Material for the task Start Marker

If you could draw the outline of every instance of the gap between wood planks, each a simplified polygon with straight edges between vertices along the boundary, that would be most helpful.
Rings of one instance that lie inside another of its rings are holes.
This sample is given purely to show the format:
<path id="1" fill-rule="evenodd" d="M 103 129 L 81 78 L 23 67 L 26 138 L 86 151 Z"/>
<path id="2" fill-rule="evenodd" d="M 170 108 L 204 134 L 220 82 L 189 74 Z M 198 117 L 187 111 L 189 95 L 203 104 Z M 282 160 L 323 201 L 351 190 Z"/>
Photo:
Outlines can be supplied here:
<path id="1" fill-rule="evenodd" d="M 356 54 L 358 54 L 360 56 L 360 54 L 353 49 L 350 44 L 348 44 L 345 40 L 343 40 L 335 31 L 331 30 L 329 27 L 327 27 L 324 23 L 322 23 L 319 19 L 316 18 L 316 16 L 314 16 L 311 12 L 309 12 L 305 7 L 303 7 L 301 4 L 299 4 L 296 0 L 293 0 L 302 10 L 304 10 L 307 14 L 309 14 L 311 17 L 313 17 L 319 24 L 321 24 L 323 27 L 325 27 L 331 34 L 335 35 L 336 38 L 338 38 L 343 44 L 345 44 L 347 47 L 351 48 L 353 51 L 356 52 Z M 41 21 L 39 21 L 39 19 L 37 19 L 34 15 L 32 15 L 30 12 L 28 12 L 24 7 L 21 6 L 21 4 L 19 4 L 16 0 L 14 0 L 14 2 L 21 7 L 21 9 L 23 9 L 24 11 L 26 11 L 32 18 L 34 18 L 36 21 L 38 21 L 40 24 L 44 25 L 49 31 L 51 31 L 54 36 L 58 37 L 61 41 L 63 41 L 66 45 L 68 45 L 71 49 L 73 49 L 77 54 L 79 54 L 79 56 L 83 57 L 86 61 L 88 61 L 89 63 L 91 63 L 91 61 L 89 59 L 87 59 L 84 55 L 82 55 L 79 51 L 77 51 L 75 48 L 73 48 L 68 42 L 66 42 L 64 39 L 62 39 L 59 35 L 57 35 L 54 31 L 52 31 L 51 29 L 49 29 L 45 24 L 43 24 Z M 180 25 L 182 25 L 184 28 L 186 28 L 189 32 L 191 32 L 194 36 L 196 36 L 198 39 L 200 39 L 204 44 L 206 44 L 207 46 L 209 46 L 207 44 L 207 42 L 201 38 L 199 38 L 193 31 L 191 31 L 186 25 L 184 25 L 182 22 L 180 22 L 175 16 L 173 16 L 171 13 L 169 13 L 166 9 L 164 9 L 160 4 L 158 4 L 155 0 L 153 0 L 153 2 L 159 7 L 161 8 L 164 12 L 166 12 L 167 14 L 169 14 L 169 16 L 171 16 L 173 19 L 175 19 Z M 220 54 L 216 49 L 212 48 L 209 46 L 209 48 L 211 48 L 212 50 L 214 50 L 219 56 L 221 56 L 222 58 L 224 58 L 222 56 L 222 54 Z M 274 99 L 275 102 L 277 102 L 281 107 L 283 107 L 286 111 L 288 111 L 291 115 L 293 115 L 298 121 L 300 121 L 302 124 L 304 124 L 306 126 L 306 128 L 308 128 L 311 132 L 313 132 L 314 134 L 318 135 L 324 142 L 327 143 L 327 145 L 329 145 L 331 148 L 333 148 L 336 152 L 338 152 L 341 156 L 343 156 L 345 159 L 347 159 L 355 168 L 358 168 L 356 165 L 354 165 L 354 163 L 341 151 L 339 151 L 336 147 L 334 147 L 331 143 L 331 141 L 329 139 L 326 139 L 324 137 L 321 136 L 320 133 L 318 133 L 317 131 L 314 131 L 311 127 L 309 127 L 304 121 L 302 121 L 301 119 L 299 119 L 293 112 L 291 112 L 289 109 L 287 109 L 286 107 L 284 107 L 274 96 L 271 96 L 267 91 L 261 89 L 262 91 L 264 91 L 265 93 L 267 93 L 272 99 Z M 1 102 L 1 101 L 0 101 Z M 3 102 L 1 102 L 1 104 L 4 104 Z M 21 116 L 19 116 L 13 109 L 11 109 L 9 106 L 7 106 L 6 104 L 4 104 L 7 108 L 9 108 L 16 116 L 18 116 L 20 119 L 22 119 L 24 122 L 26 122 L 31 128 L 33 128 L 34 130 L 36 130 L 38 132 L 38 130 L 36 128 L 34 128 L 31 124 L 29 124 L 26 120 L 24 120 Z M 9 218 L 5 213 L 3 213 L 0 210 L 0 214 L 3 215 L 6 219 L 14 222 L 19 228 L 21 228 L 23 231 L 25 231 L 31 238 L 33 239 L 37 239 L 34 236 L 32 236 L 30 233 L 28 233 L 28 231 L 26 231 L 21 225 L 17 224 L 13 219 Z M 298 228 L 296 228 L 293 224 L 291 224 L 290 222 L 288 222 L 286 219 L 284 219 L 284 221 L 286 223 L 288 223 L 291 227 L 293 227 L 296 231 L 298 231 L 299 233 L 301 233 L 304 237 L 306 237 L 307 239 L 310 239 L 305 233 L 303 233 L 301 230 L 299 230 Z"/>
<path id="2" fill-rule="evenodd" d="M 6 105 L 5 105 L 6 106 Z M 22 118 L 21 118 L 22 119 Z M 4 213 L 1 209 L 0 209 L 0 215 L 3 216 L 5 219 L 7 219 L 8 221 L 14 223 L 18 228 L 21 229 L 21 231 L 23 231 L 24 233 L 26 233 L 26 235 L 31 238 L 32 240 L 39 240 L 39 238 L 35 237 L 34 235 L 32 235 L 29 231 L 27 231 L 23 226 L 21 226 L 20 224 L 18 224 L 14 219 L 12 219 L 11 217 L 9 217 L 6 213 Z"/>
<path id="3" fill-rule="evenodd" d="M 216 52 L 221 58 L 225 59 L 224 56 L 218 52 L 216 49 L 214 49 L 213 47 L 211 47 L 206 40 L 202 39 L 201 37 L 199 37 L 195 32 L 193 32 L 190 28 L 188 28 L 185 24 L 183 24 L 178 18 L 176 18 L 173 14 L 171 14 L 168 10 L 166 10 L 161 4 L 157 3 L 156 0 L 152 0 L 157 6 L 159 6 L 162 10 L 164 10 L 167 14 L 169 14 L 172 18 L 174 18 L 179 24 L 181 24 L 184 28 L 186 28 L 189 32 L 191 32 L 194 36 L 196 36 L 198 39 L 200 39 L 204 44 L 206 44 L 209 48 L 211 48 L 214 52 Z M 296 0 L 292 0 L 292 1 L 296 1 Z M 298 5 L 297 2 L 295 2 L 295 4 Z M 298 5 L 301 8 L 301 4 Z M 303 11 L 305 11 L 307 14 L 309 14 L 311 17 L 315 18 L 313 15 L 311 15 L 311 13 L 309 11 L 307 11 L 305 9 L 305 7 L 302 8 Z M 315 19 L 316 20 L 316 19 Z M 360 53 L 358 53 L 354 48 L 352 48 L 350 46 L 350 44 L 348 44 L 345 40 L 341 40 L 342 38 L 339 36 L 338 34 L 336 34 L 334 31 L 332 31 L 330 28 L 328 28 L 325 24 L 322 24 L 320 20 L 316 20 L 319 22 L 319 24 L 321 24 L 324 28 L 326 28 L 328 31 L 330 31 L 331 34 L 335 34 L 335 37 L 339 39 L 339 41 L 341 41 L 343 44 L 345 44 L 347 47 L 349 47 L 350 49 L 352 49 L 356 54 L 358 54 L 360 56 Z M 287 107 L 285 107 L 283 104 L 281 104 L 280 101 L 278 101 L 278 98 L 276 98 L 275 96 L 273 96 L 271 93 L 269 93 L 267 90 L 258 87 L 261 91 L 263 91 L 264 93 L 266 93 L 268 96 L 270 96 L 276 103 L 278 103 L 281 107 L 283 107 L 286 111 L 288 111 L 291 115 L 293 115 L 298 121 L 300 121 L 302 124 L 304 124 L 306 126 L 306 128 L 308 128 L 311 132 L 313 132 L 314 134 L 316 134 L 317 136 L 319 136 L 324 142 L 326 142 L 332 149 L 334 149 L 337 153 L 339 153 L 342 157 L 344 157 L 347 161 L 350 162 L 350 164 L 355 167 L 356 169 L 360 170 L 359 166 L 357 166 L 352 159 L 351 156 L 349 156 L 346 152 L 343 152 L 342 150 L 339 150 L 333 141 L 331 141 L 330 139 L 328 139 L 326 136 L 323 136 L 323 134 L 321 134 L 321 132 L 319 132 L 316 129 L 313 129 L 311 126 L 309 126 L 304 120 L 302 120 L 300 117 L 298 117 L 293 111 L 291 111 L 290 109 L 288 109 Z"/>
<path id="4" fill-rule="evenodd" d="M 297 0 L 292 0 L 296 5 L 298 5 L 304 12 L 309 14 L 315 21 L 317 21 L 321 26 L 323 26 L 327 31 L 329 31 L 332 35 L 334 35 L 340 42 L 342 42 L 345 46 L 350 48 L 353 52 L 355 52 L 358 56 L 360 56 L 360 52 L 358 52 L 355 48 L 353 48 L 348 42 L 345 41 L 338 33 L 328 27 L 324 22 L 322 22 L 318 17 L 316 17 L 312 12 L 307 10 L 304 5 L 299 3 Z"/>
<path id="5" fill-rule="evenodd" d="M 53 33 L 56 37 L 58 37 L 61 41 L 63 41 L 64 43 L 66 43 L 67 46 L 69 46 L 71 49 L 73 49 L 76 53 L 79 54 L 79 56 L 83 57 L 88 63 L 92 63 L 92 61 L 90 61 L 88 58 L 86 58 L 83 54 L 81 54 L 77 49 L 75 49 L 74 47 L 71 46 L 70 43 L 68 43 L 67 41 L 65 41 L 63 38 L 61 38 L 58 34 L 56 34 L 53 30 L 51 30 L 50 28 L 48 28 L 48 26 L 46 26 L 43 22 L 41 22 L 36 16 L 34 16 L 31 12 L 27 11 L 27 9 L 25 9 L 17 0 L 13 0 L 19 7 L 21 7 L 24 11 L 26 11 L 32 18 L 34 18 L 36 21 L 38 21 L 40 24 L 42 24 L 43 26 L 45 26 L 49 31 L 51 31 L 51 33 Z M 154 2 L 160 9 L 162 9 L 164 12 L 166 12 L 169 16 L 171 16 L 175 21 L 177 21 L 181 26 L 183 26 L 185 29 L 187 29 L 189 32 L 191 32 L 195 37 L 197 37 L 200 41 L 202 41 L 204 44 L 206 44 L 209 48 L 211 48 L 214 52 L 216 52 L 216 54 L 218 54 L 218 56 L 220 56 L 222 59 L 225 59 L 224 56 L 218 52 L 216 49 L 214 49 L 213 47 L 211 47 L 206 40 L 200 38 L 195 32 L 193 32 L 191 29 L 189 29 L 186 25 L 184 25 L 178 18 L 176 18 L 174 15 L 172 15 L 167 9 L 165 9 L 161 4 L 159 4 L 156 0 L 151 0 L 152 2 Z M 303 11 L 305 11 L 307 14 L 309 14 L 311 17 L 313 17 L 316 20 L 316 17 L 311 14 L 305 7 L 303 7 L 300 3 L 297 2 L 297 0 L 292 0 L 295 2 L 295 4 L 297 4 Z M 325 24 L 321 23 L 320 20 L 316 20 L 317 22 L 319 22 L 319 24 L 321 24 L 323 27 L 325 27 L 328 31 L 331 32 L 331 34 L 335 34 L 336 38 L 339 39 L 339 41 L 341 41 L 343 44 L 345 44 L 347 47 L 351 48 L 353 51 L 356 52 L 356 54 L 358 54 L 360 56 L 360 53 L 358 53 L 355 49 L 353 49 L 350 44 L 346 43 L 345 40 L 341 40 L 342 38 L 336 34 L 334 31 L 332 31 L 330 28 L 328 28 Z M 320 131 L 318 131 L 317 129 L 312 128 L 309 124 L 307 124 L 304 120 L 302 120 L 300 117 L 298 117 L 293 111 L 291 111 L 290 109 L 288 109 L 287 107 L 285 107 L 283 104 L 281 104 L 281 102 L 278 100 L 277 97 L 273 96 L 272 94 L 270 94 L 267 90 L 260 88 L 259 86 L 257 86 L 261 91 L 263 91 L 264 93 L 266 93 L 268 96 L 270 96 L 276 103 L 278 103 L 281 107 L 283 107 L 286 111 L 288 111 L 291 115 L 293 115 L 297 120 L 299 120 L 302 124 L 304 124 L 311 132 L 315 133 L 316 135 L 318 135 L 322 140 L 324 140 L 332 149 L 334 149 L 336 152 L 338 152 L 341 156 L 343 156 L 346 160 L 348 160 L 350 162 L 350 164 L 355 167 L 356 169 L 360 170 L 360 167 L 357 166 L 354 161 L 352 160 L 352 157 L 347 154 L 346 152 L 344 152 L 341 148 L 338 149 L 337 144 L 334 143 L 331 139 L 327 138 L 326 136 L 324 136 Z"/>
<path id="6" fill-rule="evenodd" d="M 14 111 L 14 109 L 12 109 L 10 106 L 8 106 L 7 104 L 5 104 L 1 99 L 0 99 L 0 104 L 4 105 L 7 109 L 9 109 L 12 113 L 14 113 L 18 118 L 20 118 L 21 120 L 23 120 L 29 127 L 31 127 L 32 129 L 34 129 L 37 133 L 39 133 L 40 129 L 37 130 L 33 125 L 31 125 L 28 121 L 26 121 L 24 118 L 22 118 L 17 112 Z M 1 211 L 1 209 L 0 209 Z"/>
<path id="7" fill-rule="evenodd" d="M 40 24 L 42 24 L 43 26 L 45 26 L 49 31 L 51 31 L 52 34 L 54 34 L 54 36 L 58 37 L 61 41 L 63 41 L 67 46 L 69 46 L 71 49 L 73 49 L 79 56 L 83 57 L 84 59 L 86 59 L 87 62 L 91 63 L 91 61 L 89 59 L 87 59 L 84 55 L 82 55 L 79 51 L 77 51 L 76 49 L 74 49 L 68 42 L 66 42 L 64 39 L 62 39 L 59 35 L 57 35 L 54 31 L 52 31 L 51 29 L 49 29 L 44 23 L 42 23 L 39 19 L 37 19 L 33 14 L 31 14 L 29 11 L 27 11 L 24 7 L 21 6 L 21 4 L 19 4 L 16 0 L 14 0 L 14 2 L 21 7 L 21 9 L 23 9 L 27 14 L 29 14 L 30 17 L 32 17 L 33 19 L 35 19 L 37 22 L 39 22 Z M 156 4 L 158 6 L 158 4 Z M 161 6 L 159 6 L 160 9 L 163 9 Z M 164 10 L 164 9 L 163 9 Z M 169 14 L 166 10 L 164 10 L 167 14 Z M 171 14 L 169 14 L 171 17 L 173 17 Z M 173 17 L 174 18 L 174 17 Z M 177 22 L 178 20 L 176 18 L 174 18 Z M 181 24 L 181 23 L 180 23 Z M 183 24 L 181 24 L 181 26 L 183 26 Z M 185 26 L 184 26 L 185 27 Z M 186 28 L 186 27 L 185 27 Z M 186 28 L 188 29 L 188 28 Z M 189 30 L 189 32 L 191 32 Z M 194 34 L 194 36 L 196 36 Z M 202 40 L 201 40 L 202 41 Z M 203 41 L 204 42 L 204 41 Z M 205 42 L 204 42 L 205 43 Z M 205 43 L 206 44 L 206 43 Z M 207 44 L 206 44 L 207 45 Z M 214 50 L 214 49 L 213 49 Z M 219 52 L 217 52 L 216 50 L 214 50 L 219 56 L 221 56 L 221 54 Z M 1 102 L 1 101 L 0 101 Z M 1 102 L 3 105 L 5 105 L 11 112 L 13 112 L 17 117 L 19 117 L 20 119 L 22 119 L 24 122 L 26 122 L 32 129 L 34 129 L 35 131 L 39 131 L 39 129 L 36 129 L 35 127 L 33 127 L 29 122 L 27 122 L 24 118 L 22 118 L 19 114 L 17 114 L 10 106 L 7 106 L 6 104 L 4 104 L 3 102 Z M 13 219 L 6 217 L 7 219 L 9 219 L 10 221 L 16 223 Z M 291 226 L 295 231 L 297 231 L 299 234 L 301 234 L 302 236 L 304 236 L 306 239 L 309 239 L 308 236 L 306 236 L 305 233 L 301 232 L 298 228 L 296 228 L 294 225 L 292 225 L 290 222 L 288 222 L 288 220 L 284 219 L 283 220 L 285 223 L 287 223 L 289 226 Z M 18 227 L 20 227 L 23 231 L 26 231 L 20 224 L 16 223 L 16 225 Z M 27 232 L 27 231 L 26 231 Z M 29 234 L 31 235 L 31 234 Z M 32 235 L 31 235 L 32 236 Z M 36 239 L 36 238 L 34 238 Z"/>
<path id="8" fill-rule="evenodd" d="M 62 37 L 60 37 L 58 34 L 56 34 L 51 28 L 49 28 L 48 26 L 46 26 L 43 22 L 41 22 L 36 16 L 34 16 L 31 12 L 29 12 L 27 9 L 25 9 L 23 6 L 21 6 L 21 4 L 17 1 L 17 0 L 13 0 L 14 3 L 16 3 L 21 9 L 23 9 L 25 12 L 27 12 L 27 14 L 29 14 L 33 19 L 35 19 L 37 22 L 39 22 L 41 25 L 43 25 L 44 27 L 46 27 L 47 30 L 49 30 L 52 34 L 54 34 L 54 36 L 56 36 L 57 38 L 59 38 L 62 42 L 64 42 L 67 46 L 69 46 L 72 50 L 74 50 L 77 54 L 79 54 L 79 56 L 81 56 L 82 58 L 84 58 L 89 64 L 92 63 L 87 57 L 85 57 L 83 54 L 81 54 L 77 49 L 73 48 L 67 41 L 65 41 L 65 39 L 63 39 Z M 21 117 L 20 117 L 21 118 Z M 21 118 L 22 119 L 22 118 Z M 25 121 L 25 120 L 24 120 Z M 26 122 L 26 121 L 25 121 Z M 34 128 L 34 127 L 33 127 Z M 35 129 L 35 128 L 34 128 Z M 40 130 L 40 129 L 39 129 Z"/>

Material for the task End Marker

_What to work on_: Lines holding the word "instance" in the entries above are the ones to pull out. Copy them all.

_Your solution_:
If you could draw the outline of every instance of the gap between wood planks, each a simplified polygon with straight edges between vertices along the boundary, that would be most helpful.
Rings of one instance that lie inside another of its rings are holes.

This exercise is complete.